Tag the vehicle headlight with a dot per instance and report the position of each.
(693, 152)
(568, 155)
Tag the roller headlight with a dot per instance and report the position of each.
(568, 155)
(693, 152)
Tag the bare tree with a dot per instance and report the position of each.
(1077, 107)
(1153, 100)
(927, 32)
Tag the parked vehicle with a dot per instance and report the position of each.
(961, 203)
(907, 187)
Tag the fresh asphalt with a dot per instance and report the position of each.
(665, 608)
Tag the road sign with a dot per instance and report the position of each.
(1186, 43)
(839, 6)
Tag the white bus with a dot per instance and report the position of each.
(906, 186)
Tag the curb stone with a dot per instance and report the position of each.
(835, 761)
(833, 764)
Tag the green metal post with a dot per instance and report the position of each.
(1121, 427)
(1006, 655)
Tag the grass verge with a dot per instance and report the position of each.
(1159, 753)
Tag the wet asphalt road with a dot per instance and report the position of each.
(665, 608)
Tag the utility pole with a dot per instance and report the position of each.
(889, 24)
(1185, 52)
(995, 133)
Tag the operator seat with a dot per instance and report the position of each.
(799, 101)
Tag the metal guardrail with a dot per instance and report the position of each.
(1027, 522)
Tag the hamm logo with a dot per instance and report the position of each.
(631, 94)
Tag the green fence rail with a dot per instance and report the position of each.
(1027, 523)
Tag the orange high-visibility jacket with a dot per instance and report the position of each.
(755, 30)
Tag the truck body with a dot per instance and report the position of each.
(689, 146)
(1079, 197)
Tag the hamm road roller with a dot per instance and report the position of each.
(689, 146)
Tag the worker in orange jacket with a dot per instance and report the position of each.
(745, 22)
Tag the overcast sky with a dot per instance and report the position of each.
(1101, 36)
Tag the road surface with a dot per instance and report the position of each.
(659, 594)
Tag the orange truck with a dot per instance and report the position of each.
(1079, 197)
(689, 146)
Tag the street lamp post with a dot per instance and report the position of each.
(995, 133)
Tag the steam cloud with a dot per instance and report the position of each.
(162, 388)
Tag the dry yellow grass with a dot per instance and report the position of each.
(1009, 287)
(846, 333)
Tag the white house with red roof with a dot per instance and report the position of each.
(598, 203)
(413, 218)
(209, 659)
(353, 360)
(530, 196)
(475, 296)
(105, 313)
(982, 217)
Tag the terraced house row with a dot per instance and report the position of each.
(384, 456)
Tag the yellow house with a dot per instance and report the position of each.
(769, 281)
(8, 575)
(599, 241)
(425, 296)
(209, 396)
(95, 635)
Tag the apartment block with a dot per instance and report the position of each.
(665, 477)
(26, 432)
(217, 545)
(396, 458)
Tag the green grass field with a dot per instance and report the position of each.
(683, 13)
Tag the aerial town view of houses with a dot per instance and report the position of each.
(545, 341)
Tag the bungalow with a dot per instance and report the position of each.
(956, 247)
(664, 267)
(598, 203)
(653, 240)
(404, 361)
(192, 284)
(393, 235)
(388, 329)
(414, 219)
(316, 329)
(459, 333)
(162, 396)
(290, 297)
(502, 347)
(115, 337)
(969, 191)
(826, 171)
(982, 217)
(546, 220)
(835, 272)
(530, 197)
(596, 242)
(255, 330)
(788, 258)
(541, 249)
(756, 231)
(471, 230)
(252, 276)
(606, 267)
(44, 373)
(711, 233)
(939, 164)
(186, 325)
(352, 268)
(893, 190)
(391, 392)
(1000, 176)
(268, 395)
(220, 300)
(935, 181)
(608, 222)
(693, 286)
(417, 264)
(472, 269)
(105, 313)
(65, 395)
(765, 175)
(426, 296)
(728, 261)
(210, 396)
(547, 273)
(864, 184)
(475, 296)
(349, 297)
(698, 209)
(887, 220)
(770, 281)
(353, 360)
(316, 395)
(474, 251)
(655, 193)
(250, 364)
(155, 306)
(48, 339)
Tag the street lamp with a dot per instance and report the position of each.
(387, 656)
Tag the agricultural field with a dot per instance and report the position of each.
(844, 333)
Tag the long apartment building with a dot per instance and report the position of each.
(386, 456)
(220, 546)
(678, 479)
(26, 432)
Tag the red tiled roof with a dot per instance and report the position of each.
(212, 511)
* * *
--- Stated task ---
Rewrite every row, starting with the row that contains "Tag the street lamp with" and going on through the last row, shifting each coordinate in the answers by adding 104 and leaving all other text unchanged.

--- Result for this task ---
Tag the street lamp with a dot per instance and report the position of each.
(491, 760)
Tag the agricultural field with a dot per instance and report the position of each.
(948, 437)
Tag the long apartment building with a dot per instance and report the position of each.
(490, 560)
(324, 650)
(782, 583)
(130, 536)
Tag the red tiled roof with a dot per instance and report the position of each.
(316, 615)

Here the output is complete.